> _DATA_

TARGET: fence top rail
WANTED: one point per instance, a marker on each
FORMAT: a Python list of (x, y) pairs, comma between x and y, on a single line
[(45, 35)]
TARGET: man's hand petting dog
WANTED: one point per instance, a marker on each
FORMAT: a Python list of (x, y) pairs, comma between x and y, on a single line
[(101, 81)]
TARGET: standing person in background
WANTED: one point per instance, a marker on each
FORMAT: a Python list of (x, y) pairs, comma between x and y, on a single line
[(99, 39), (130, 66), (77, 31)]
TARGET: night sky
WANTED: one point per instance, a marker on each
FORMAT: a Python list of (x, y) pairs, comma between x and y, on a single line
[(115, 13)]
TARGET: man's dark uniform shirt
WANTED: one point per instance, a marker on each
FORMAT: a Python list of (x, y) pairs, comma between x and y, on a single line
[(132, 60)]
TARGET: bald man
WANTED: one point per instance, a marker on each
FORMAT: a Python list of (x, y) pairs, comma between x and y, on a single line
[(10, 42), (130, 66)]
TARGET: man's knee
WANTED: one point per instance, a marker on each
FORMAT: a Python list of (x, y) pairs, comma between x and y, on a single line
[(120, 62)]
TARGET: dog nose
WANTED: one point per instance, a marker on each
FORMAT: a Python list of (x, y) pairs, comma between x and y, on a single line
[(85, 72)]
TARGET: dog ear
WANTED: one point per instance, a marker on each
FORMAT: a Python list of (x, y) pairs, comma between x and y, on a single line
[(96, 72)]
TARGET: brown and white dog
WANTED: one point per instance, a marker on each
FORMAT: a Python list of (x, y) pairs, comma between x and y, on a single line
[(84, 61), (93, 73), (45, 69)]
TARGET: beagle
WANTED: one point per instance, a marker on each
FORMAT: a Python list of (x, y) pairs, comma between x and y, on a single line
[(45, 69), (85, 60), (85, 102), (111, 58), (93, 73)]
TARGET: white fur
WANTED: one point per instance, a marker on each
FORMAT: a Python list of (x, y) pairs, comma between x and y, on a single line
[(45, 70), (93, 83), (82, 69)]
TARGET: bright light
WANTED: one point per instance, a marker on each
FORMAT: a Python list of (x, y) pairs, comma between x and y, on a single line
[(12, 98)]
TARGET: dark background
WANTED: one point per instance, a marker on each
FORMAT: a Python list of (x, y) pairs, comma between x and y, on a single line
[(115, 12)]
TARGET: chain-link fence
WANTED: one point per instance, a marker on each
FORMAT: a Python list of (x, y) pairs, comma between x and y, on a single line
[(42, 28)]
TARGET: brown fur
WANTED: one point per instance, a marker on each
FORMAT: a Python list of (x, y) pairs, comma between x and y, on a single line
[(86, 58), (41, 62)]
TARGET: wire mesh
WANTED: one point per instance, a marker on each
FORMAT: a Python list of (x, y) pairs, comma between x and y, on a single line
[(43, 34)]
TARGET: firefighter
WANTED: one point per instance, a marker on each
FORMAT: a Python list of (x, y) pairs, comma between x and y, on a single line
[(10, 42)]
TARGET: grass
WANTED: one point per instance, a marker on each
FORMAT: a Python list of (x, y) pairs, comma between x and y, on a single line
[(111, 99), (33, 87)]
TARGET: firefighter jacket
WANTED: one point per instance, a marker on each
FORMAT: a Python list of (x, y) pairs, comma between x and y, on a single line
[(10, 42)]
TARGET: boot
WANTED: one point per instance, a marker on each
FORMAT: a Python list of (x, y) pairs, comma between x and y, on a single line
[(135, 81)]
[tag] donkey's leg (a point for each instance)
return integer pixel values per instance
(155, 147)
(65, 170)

> _ACTION ITEM_
Report each line in the entries where the string "brown" occurs.

> _SOLUTION FOR THIS EXERCISE_
TARGET: brown and white dog
TARGET: brown fur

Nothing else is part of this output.